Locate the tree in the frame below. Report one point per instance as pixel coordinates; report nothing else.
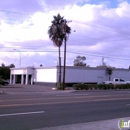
(2, 65)
(109, 72)
(79, 61)
(58, 32)
(12, 66)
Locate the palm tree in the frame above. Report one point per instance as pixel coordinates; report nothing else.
(58, 32)
(109, 72)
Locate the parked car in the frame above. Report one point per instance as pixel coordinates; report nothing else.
(117, 81)
(4, 82)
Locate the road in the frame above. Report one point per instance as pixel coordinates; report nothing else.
(25, 111)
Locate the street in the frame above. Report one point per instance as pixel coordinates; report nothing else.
(24, 111)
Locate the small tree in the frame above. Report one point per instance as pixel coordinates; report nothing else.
(109, 72)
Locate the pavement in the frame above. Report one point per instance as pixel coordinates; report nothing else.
(98, 125)
(111, 124)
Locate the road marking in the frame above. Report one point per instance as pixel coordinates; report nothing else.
(25, 113)
(65, 102)
(72, 95)
(127, 104)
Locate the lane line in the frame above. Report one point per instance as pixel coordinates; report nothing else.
(87, 96)
(127, 104)
(72, 95)
(25, 113)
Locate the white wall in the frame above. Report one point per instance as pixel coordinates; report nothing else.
(84, 75)
(22, 71)
(45, 75)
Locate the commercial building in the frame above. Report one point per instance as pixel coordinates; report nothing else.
(74, 74)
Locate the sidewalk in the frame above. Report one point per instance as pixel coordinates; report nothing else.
(98, 125)
(29, 88)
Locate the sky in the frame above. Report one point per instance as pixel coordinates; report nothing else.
(99, 30)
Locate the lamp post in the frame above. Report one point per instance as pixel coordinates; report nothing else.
(19, 57)
(64, 70)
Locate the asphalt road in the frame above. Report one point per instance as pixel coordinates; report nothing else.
(40, 110)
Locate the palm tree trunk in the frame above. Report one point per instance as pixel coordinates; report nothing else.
(59, 67)
(64, 64)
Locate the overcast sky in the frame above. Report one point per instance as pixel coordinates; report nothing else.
(102, 30)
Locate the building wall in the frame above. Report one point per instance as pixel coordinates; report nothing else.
(84, 74)
(73, 74)
(99, 75)
(45, 75)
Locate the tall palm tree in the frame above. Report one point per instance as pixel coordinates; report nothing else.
(109, 72)
(58, 32)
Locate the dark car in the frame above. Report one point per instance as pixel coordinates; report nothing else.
(3, 82)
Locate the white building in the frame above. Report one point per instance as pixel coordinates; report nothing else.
(74, 74)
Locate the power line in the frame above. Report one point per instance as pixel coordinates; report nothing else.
(88, 54)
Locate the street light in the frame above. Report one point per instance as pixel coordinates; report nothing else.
(64, 73)
(19, 57)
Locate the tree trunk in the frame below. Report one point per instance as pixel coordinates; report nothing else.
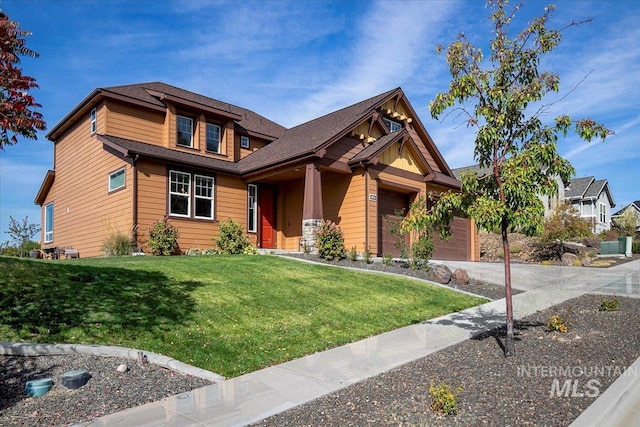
(509, 344)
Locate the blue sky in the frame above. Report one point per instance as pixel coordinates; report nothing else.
(293, 61)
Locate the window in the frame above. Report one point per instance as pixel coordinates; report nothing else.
(94, 125)
(48, 223)
(252, 208)
(116, 180)
(179, 193)
(203, 196)
(213, 138)
(185, 131)
(603, 213)
(181, 198)
(393, 126)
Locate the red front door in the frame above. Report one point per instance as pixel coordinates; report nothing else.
(266, 202)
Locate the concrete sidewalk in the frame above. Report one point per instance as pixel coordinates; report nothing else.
(255, 396)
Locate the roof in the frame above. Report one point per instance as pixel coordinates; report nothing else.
(305, 139)
(152, 95)
(635, 204)
(587, 188)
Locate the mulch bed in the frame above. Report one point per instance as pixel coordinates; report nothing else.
(495, 390)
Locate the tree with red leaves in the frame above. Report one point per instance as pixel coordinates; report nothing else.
(17, 106)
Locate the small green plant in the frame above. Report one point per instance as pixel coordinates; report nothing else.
(443, 398)
(163, 237)
(117, 243)
(610, 304)
(386, 259)
(557, 323)
(352, 255)
(231, 238)
(366, 256)
(330, 241)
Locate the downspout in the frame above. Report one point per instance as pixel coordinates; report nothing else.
(134, 171)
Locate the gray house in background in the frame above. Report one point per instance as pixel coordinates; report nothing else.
(593, 200)
(549, 203)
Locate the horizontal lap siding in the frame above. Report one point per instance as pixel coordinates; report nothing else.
(84, 211)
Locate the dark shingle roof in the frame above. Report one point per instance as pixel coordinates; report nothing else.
(308, 137)
(128, 148)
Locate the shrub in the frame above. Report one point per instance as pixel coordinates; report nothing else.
(163, 237)
(117, 243)
(610, 304)
(352, 255)
(557, 323)
(330, 241)
(386, 259)
(231, 238)
(443, 398)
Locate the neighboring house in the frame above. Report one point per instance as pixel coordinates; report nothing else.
(593, 200)
(633, 207)
(549, 202)
(127, 156)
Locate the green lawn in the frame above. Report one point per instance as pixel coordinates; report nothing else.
(227, 314)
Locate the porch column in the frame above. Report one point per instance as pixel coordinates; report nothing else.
(312, 207)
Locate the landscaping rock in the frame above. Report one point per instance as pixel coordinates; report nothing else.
(568, 258)
(461, 277)
(440, 274)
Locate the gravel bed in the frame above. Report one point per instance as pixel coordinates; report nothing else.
(106, 392)
(494, 390)
(487, 290)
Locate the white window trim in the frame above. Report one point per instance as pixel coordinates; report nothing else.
(188, 195)
(111, 175)
(219, 138)
(48, 234)
(178, 131)
(252, 205)
(94, 121)
(212, 198)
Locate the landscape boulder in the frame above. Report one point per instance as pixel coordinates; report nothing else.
(568, 258)
(461, 277)
(440, 274)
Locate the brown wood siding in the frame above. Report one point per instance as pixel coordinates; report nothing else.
(134, 123)
(84, 211)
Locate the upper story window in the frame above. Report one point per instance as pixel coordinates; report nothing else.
(94, 125)
(48, 223)
(213, 138)
(184, 127)
(117, 180)
(393, 126)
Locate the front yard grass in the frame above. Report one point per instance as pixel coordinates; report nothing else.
(227, 314)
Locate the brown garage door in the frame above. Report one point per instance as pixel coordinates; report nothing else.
(389, 203)
(457, 248)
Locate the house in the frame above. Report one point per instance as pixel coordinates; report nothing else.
(634, 208)
(593, 200)
(548, 202)
(127, 156)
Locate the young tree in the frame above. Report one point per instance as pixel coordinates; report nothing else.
(21, 233)
(512, 142)
(17, 106)
(563, 225)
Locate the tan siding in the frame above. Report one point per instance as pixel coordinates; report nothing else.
(84, 211)
(134, 123)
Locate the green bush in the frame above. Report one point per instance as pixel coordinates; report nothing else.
(330, 241)
(443, 398)
(117, 243)
(163, 237)
(231, 238)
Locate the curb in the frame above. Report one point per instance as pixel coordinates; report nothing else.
(31, 349)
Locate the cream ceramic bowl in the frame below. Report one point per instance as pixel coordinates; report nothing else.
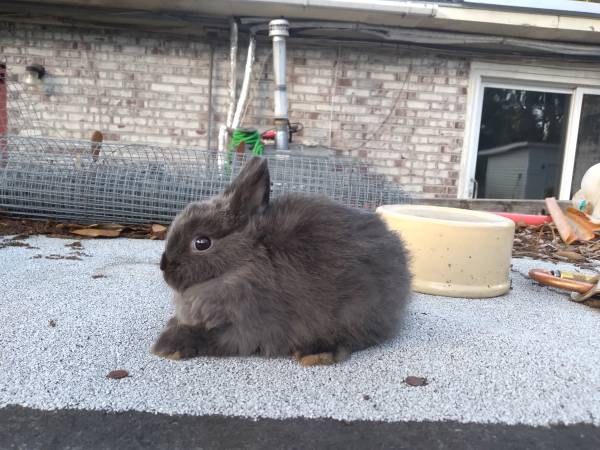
(454, 252)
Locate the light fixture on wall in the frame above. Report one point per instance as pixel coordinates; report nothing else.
(35, 74)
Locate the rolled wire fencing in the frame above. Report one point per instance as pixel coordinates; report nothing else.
(91, 182)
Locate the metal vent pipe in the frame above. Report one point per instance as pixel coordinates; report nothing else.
(278, 31)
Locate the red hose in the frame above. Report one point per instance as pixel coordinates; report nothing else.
(527, 219)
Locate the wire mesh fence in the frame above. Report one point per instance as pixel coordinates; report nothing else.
(85, 181)
(90, 182)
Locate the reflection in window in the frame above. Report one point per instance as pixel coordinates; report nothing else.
(521, 143)
(588, 139)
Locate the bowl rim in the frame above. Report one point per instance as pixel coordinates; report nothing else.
(488, 219)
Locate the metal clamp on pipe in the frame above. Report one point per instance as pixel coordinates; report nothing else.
(279, 31)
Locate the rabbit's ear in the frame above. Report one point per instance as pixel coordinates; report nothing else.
(251, 189)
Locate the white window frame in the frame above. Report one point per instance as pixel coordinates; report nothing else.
(576, 81)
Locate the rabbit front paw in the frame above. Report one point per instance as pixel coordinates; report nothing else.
(179, 342)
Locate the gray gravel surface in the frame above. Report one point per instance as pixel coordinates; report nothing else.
(529, 357)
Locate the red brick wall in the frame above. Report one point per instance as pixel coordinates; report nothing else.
(402, 110)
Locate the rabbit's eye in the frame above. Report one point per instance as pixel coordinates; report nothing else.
(202, 243)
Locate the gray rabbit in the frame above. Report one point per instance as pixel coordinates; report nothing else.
(297, 275)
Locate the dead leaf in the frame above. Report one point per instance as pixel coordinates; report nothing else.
(571, 256)
(117, 374)
(71, 257)
(158, 231)
(98, 232)
(416, 381)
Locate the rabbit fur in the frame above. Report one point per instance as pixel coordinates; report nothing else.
(299, 274)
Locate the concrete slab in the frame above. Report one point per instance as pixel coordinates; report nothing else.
(530, 357)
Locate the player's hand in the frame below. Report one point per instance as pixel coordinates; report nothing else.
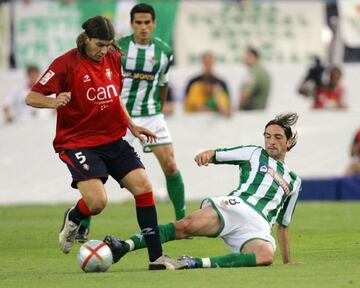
(62, 100)
(138, 131)
(204, 158)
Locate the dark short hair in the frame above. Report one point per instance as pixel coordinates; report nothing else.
(142, 8)
(286, 121)
(99, 27)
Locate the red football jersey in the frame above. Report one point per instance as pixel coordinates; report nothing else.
(93, 116)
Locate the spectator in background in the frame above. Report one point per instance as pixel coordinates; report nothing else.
(206, 92)
(331, 95)
(207, 95)
(15, 106)
(255, 90)
(313, 79)
(354, 167)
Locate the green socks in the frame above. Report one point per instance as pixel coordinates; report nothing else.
(137, 241)
(227, 261)
(176, 191)
(86, 222)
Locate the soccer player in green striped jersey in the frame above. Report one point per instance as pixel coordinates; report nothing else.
(146, 61)
(266, 195)
(145, 64)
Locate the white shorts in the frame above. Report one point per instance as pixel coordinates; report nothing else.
(241, 222)
(155, 124)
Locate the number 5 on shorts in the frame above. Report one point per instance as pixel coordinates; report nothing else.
(81, 157)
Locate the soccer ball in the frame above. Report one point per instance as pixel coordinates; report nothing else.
(94, 256)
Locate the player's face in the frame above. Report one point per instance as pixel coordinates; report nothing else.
(275, 142)
(96, 48)
(143, 24)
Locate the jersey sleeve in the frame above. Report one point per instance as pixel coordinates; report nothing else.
(234, 155)
(164, 78)
(287, 211)
(53, 80)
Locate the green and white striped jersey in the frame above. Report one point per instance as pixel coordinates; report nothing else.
(266, 184)
(144, 69)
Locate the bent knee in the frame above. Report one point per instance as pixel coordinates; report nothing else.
(182, 228)
(170, 168)
(96, 207)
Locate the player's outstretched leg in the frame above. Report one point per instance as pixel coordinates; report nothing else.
(176, 191)
(137, 241)
(67, 233)
(225, 261)
(71, 223)
(84, 230)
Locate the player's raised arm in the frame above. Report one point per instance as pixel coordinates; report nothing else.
(39, 100)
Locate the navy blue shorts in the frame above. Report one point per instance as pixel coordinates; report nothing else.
(116, 159)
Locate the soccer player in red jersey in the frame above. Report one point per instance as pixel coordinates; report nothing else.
(91, 121)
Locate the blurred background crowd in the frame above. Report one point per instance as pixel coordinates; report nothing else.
(236, 62)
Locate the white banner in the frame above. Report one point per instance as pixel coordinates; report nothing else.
(284, 32)
(4, 35)
(44, 30)
(349, 14)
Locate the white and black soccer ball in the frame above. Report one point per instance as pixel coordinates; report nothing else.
(94, 256)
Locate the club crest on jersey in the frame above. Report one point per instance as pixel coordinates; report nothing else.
(47, 77)
(108, 73)
(264, 168)
(86, 78)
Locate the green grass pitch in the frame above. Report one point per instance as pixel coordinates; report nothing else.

····················

> **PROBLEM DETAILS**:
Word for word, restate the lines running from the one containing "Locate the soccer player in red" through the final line of the records above, and nothing besides.

> **RESULT OF THIS TASK**:
Locate the soccer player in red jersey in the frame above. Report one point per instance as pixel coordinates; report nothing else.
(91, 121)
Locate the blurred background crowd in the frame above. Report one point per instance as pixel coordinates; report nothing else.
(236, 62)
Locate the white banner in the frame above. Report one point per instance as pixel coordinates; report nothing else.
(284, 32)
(4, 35)
(44, 30)
(349, 14)
Locate the white and black soccer ball in the frame above. Report one point per instance as pixel coordinates; report nothing else.
(94, 256)
Locate the club crest on jersey in the frame above. Report one point per instance as pixel coordinates; report nothing else.
(47, 77)
(108, 73)
(264, 168)
(86, 78)
Locate the green grass pitch in the frame above. Report one point per instance as pixel coordinates; report nothing else.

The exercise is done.